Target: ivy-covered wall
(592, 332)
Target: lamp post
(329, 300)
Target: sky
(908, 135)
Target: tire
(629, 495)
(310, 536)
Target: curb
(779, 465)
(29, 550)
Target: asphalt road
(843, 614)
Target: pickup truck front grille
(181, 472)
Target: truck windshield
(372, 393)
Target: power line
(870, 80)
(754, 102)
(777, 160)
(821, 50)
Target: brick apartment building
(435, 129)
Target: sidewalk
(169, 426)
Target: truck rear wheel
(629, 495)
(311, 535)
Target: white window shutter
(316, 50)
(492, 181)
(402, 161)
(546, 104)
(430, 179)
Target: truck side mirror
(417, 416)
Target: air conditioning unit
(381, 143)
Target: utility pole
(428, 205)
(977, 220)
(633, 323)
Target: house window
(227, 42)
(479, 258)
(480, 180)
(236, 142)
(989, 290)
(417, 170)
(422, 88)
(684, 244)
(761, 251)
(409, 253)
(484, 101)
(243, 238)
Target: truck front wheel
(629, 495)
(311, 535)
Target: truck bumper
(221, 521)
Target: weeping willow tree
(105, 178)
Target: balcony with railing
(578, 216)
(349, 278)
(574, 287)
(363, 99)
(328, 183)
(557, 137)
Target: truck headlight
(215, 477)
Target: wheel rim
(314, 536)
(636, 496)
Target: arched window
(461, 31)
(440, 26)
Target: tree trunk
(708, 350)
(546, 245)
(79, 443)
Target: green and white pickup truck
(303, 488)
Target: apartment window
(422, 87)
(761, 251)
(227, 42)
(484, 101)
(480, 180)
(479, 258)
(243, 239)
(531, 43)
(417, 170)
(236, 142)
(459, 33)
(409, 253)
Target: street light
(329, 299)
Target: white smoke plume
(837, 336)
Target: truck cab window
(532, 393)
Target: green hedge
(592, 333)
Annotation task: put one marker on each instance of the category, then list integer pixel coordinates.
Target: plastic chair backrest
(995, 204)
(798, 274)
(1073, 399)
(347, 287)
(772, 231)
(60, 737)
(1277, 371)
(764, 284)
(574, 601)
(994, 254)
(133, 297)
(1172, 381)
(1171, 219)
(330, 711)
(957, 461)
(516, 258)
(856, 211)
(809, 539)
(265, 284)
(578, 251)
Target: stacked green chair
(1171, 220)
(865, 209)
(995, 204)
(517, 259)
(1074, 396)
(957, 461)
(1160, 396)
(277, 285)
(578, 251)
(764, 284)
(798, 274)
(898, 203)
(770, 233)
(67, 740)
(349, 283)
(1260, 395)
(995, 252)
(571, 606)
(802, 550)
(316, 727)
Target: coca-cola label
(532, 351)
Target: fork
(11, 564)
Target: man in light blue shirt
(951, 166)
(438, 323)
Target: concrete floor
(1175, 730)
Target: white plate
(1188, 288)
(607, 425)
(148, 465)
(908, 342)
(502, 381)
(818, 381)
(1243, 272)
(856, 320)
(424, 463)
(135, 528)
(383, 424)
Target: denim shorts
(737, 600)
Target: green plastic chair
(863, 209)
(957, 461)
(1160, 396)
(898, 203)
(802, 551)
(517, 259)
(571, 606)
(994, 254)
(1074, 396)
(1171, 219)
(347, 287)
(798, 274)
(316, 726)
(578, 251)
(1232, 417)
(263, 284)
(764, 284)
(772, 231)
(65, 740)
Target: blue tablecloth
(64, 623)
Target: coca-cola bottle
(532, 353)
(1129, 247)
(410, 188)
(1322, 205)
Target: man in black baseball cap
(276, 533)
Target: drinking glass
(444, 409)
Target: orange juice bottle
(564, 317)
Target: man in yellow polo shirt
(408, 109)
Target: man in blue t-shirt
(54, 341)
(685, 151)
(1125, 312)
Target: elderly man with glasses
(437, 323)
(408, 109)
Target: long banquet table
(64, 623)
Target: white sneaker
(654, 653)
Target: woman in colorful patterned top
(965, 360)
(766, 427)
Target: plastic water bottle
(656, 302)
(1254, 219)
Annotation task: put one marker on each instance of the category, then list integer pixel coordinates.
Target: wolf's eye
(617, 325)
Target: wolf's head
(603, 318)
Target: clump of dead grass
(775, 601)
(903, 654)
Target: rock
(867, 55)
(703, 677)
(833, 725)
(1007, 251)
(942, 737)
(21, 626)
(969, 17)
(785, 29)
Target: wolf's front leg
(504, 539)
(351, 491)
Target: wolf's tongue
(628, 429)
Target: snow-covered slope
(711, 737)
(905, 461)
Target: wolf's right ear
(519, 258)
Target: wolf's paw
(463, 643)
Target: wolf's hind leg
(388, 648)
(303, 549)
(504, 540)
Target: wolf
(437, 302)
########
DESCRIPTION OF THE TASK → Format the listing above as a numbered list, starting at the line containing "Target: plastic water bottle" and running through the last line of the listing, with both ends included and blank lines left out.

ANSWER IN FULL →
1. Target: plastic water bottle
2. (656, 302)
3. (1254, 219)
4. Annotation task: put one marker on each instance of the category, then list integer pixel coordinates.
5. Target: wolf's eye
6. (617, 325)
7. Target: wolf's head
8. (603, 318)
9. Target: clump of dead grass
10. (775, 601)
11. (903, 654)
12. Target: rock
13. (867, 55)
14. (703, 677)
15. (833, 725)
16. (1007, 251)
17. (942, 737)
18. (21, 626)
19. (969, 17)
20. (785, 29)
21. Target: wolf's front leg
22. (504, 539)
23. (351, 491)
24. Target: wolf's tongue
25. (628, 429)
26. Target: snow-covered slope
27. (711, 737)
28. (905, 461)
29. Target: wolf's right ear
30. (519, 258)
31. Target: wolf's paw
32. (463, 643)
33. Target: wolf's hind leg
34. (388, 648)
35. (303, 549)
36. (504, 540)
37. Target: wolf
38. (437, 302)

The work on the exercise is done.